▸ How to complete this task
Write out every entry in full. Leave nothing out.

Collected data
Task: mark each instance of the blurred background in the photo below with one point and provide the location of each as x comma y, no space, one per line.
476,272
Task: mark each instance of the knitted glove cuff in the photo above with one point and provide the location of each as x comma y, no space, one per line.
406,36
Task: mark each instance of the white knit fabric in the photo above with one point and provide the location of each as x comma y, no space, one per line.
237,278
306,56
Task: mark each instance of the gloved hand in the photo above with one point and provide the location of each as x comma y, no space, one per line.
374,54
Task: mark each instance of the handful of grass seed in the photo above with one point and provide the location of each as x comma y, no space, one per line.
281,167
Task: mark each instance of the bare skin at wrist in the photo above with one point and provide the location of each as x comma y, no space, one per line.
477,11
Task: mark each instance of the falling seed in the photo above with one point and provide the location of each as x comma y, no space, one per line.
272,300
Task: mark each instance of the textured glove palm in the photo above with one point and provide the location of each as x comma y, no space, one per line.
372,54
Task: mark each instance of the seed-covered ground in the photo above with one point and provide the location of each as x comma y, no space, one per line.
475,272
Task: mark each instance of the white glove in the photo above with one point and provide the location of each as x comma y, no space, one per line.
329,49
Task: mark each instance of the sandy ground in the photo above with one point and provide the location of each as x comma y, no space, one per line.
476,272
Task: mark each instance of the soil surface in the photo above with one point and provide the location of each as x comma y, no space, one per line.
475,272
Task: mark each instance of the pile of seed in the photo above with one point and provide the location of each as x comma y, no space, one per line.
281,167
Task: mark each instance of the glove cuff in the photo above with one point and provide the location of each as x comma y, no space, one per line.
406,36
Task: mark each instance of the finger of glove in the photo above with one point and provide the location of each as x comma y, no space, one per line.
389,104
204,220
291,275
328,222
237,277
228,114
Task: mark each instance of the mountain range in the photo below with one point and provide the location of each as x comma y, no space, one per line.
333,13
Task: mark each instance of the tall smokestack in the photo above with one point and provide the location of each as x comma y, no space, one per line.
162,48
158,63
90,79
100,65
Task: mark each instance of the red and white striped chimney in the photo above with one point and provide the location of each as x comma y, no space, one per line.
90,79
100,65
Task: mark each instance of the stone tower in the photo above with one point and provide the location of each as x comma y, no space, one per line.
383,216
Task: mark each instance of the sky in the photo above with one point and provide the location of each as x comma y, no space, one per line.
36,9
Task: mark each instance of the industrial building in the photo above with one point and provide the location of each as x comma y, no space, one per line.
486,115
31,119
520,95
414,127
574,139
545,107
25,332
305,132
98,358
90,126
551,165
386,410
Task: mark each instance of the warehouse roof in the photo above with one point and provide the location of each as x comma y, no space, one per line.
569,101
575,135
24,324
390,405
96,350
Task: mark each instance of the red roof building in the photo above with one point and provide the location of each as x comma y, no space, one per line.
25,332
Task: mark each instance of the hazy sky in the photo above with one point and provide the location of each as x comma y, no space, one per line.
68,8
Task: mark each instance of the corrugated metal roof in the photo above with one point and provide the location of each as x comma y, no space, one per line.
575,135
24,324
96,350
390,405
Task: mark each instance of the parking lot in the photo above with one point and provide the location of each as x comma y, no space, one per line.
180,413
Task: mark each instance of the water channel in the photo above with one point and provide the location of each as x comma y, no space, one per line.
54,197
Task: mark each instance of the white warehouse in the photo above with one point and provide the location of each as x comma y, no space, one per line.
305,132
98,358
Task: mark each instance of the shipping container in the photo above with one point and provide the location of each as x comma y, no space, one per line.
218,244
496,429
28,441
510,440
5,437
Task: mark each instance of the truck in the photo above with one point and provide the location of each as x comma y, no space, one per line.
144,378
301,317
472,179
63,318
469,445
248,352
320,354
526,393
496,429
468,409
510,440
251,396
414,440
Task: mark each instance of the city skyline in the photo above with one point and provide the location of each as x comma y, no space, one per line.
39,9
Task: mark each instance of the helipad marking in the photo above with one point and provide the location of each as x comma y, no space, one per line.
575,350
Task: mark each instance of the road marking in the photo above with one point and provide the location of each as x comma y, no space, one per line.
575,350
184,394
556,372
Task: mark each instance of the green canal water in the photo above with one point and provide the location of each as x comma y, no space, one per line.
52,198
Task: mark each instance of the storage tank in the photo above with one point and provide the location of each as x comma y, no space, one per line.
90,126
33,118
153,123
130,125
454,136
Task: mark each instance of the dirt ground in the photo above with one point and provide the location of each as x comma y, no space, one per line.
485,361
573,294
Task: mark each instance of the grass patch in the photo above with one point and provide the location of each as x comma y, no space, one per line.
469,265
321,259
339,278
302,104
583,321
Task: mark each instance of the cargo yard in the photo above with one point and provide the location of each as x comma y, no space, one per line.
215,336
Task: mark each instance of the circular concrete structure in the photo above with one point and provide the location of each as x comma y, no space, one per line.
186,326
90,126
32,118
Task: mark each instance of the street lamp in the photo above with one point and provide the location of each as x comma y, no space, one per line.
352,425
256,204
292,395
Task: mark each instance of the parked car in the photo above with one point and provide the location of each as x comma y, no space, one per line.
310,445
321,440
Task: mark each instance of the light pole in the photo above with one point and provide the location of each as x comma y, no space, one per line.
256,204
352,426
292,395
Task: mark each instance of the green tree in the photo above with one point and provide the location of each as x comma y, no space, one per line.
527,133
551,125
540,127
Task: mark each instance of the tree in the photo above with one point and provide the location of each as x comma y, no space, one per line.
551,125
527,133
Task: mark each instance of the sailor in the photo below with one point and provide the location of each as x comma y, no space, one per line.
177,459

▸ Answer to this problem
Task: mark each instance of the blurred background in the photo below with one point and provide the location of each as x comma y, no space, one per line.
476,272
Task: mark each instance of the knitted glove cuff in the photo above with one point and provide the location of each as x comma y, no space, one per line.
406,36
Task: mark each instance of the white knit fabric in the photo above with one point and provide the location of each as x comma y, no space, one per line.
237,278
306,56
Task: mark each instance of the gloved hand in the photo above with one point and provide the location of each as x comma y, no space, one per line.
374,54
Task: mark each instance of the handful of grass seed in the photo above with one point and provide the location of each as x comma y, no space, one per line.
281,167
Task: mark each instance of the bare skin at wrist in the photo above with one point and provide the location of each as x comma y, no space, one per line.
477,11
Task: mark each instance of the falling seed in the photo above with one point and provide the location of each as x comma y, no space, one per line.
272,300
Task: mark each instance of the textured glove palm in the photo above with one point and provide the location of each as x comma y, no space, one per line.
372,54
Task: mark each instance of the seed-covered ground in the photo above with one point and provide the location of each as x comma y, no space, one per line.
475,272
Task: mark each instance of the white glove in the photo above with one point and provide the location of each as x comma y, no space, one per line.
329,49
Task: mark each instance of the sandy ground in the photo above with one point and provide the location of each as x comma y, no space, one per line.
476,272
Task: mark each instance of the soil surface in the photo above with one point and provide the location of each as x comma y, no space, one per line.
475,272
Task: mark each instance of the pile of seed in the photo above with one point and provide the location of each as x comma y, no space, one per line.
281,167
Task: mark each instance of the glove cuff in the photo above with one point and provide the location of each as x comma y, no space, one per line.
406,36
Task: mark each instance of the finger of glove in the photo above with one point and provide the location of each as x comma y, no space, one per line.
389,104
204,220
291,275
328,222
237,277
228,114
Task: mark each instance of the mountain range in the photo below with one point and provide the location of each as x comma y, no space, one per line.
333,13
Task: mark each instance of the tall smokestack in the photo above with one point and provide the location of each as x comma y, no space, one per line.
162,48
158,63
90,79
100,65
Task: mark each instance of the red and white striped chimney in the photo above with one point and provide the location of each as x comma y, no space, one per line.
90,79
100,65
Task: mark each instance of the stone tower in the photo above with one point and provide the location of each as x comma y, no space, one per line.
383,216
Task: mark each instance of the sky in the photo above with one point and provide the location of each as x comma y, no space, one per line.
36,9
Task: mark each instance of the industrial building in the photo above with one point and provide the location of each as x comma y, no space, one per line.
486,115
31,119
520,95
414,127
574,139
545,107
25,332
305,132
98,358
90,126
551,165
386,410
Task: mark each instance of the warehouse roof in the photo above with one point and provide the location of each as x comma y, no space, one per line.
569,101
575,135
24,324
390,405
96,350
Task: mark each instance of the red roof building in the photo above with one point and provide the location of each as x comma y, no space, one per line.
25,332
Task: mark each instance of the hazy sky in the photo above with one point and provide the location of each as x comma y, no space, one per line.
68,8
Task: mark each instance of the corrugated metal roof in the photo above with one point and provide the location of each as x comma y, no space, one per line.
575,135
24,324
96,350
390,405
Task: mark each instance of the parking lot in the photo above with one point and provide the location of each as x comma y, no space, one per line.
180,413
Task: mark each instance of the water channel in the photo above with one point and provide the location of each as x comma y, no space, one per line.
54,197
Task: mark each instance of the white warehouse in the photo above with one point and provide the location of each as x comma y, no space, one per line.
305,132
98,358
Task: mark each instance of the shipping container in the photo above with one point and provide the location of each as x comma y, no space, one per line.
218,244
496,429
28,441
510,440
5,437
Task: mark each instance of the truck in the photo above with one point and provide the location of each as x comma y, no space, one per line.
144,378
301,317
472,179
63,318
469,445
248,352
320,354
526,393
496,429
468,409
510,440
251,396
414,440
Task: mark each instance of the city skyline in the photo above with one point and provide the location of each as x comma y, no space, one per line.
39,9
Task: mark each instance of the helipad marking in the photo above with one point and provide the location of each as x comma y, no space, one per line.
575,350
Task: mark each instance of the road marking in the photo above with one point and provide the location of each as x comma y, no space, one per line.
575,350
184,394
556,372
Task: mark each instance of the green canal water in the photo above with one point and provide the location of each as x comma y, no space, one per line.
52,198
Task: mark each instance of the storage tank in the photo above with one point and provide the location of each as x comma y, no space, one per line.
90,126
33,118
153,123
130,125
454,136
Task: mark each instance of the dirt ground in the photo above with one point and provide the location of each as x comma y, no space, one per line.
485,361
573,294
Task: mark each instance of the grass patch in the photo above with one point and provide the location of each as x comma y, no space, one per line.
469,265
321,259
339,278
302,104
583,321
Task: mark each instance of the cargo yard in the photo above with one point and provide the location of each as x comma y, no space, one per line.
215,336
Task: mark each instance of the circular concrete structure in the photo above with one point and provide the location of each as x comma y, no space, one per line.
186,326
90,126
32,118
Task: mark each instance of the street lamp in the photo above with one point and provide the location of each as x comma y, no space, one per line.
352,425
256,204
292,395
Task: mark each instance of the parked car in the photo above with one point and provide the location of each as x comma y, no space, one per line.
310,445
321,440
Task: mark each instance of the light pole in the photo above with one point and provide the location of each as x comma y, no space, one per line.
256,204
352,426
292,395
Task: mark each instance of the green tree in the photo above with one point and provide the location of each as x comma y, no space, one per line.
527,133
551,125
540,127
Task: mark each instance of the tree in the photo above with one point and provide the location of each as x comma y, no space, one per line.
551,125
527,133
Task: mark each instance of the sailor in the photo below with one point and provide the location of each as x comma y, no space, one per line.
177,459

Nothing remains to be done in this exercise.